## Source document:
Scientists at Pacific Northwest National Laboratory (PNNL) reported in the journal Communications of the ACM that for very long-term storage of data DNA is the medium of choice. While electronic memory degrades, paper disintegrates, and even stone tablets erode, DNA can store data effectively for millions of years.
DNA has been used as a storage mechanism before, when the Mount Sinai School of Medicine embedded information in a strand of DNA and hid it behind a period in a document, which they then mailed to themselves. They successfully retrieved the information, but naked DNA is easily destroyed - hence the PNNL deciding to try encoding information stored in a living organism.
The organism chosen to store the DNA was Deinococcus radiodurans, a bacterium whose entire genome has been sequenced. Deinococcus is an extremophile (an organism that can withstand extreme conditions), and can survive ultraviolet radiation, desiccation, high temperatures, partial vacuum and ionising radiation at levels 1000 times more than that required to kill a human.
The other benefit of using Deinococcus is the small size required to store the information - one millilitre of water can hold up to one billion bacteria. The scientists point out that different sequences can be inserted into different bacteria, increasing the storage capacity enormously.
DNA consists of four base pairs - Adenine (A), Cytosine (C), Guanine (G) and Thymine (T) - which are arranged in triplets of any combination, called codons. The scientists used this system to assign a different letter, number or signal to each codon, meaning three base pairs can contain one of 64 different bits of information.

## What you will do:
Edit the DNA storage text starting with "DNA has been" and going on through "a living organism.", swapping "naked DNA" for "unprotected DNA".

## Material supplied:

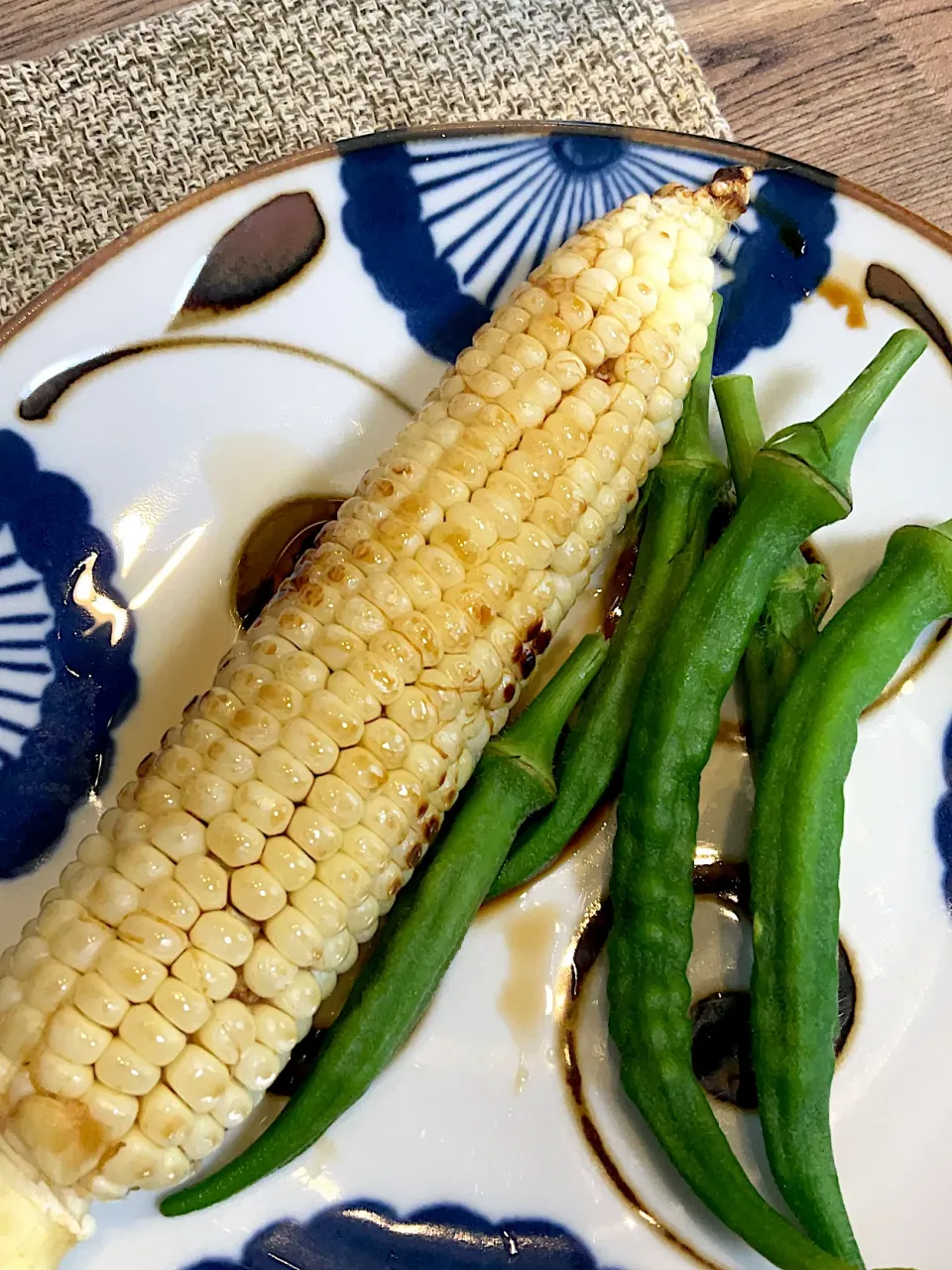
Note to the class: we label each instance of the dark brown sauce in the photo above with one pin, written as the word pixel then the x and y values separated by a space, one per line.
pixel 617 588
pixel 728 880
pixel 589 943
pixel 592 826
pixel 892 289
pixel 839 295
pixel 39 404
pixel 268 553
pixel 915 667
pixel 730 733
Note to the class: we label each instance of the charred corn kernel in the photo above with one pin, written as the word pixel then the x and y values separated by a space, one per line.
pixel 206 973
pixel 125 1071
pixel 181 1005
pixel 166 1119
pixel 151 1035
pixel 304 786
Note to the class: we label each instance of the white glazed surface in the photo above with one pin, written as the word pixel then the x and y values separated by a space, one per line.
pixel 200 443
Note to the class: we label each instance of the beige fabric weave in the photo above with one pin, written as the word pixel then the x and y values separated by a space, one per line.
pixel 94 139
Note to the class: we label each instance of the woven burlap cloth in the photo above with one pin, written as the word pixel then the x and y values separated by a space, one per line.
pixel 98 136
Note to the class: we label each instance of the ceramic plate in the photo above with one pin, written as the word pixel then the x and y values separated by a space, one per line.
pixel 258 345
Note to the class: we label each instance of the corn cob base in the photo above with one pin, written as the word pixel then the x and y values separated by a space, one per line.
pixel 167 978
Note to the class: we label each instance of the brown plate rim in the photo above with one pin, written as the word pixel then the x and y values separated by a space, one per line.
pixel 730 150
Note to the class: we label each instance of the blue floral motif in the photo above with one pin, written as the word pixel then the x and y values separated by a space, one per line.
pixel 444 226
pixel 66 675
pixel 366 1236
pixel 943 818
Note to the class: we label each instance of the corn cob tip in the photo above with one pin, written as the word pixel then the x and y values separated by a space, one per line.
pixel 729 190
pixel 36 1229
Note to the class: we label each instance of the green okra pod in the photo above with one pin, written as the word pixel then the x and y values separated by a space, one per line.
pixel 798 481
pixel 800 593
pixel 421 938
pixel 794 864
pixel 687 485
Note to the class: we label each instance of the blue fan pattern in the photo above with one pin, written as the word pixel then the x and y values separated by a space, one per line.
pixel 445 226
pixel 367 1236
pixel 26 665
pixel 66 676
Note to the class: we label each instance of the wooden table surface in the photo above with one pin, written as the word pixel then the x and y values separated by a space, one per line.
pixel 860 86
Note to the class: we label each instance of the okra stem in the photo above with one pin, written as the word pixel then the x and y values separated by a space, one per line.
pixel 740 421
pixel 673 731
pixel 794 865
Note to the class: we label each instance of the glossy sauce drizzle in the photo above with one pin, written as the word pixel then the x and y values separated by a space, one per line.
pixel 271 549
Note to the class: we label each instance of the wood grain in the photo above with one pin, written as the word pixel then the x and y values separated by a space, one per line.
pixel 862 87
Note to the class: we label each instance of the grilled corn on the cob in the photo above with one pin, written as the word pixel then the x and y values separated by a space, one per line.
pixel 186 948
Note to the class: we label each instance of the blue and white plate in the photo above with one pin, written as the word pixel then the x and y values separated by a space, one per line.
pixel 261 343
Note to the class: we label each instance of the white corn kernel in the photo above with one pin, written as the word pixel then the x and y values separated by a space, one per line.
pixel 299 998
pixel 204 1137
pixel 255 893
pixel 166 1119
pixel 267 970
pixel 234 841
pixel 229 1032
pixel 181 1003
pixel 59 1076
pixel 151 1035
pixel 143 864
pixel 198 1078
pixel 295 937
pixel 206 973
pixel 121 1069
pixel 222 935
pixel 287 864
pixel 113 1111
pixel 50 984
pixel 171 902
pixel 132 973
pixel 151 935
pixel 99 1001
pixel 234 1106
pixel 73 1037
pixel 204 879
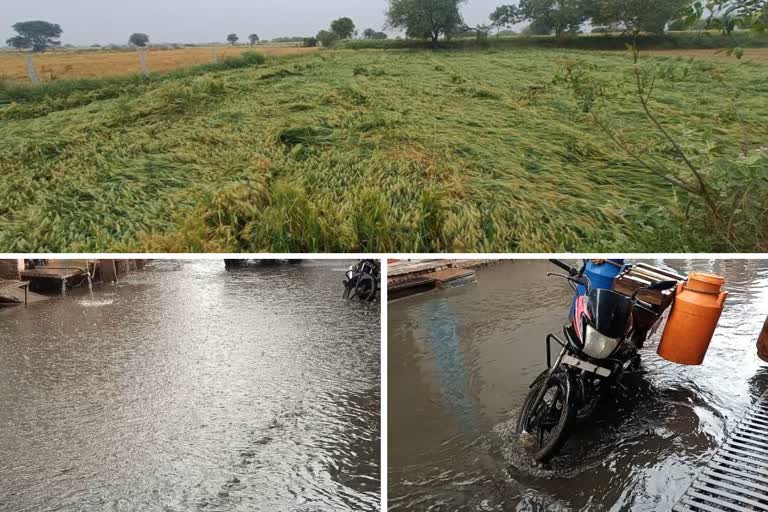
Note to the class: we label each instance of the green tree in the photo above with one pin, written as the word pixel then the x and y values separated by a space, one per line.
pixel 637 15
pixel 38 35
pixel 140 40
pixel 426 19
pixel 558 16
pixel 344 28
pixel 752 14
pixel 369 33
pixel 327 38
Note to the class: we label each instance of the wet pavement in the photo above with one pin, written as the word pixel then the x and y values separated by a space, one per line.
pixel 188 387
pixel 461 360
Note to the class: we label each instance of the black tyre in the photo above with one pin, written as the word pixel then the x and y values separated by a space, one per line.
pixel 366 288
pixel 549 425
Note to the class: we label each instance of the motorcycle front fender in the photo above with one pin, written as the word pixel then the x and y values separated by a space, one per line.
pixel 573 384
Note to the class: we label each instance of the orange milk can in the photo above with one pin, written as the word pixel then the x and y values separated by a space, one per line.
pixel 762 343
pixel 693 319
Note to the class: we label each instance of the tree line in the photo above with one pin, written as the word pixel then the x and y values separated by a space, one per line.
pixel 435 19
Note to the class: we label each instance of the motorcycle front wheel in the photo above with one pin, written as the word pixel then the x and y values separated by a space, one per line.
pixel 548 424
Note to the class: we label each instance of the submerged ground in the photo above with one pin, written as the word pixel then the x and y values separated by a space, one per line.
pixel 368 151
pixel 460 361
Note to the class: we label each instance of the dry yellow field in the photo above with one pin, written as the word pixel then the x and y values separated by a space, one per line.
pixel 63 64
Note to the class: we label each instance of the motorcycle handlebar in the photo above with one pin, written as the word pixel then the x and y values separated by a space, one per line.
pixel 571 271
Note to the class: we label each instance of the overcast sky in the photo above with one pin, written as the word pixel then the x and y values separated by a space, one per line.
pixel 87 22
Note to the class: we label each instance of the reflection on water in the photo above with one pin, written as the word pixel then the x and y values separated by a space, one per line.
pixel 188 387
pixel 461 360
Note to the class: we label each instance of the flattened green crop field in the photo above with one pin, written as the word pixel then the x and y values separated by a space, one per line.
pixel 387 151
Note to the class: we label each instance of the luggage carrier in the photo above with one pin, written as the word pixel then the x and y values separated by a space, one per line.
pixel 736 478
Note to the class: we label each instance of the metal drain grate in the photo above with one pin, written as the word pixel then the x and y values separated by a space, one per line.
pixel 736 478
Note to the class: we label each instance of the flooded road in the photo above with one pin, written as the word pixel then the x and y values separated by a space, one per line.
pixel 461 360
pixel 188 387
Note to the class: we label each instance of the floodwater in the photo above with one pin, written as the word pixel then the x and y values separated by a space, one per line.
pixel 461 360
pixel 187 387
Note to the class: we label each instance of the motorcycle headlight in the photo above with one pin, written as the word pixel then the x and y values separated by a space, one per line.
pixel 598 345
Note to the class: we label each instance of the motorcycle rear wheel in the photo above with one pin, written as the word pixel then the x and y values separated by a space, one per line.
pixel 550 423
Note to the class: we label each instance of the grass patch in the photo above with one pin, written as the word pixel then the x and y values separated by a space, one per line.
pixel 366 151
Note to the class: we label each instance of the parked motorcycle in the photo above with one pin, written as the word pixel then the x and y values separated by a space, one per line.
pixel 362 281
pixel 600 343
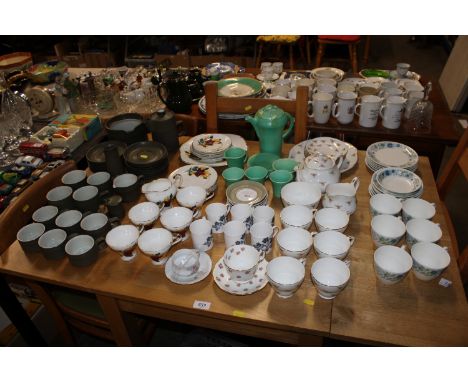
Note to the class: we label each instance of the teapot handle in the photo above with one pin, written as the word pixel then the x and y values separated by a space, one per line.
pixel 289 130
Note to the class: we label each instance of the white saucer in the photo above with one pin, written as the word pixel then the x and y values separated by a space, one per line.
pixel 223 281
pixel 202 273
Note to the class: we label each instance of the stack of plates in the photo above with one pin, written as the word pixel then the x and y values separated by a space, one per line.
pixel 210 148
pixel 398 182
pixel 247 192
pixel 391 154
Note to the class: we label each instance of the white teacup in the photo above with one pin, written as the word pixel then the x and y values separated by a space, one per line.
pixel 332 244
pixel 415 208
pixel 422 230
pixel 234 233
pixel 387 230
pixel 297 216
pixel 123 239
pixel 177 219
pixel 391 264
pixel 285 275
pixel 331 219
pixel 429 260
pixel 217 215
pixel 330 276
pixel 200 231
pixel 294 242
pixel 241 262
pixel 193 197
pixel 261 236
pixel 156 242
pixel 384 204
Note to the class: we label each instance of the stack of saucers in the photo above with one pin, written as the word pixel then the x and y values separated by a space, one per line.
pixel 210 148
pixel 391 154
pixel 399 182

## Task solution:
DNA has been used as a storage mechanism before, when the Mount Sinai School of Medicine embedded information in a strand of DNA and hid it behind a period in a document, which they then mailed to themselves. They successfully retrieved the information, but unprotected DNA is easily destroyed - hence the PNNL deciding to try encoding information stored in a living organism.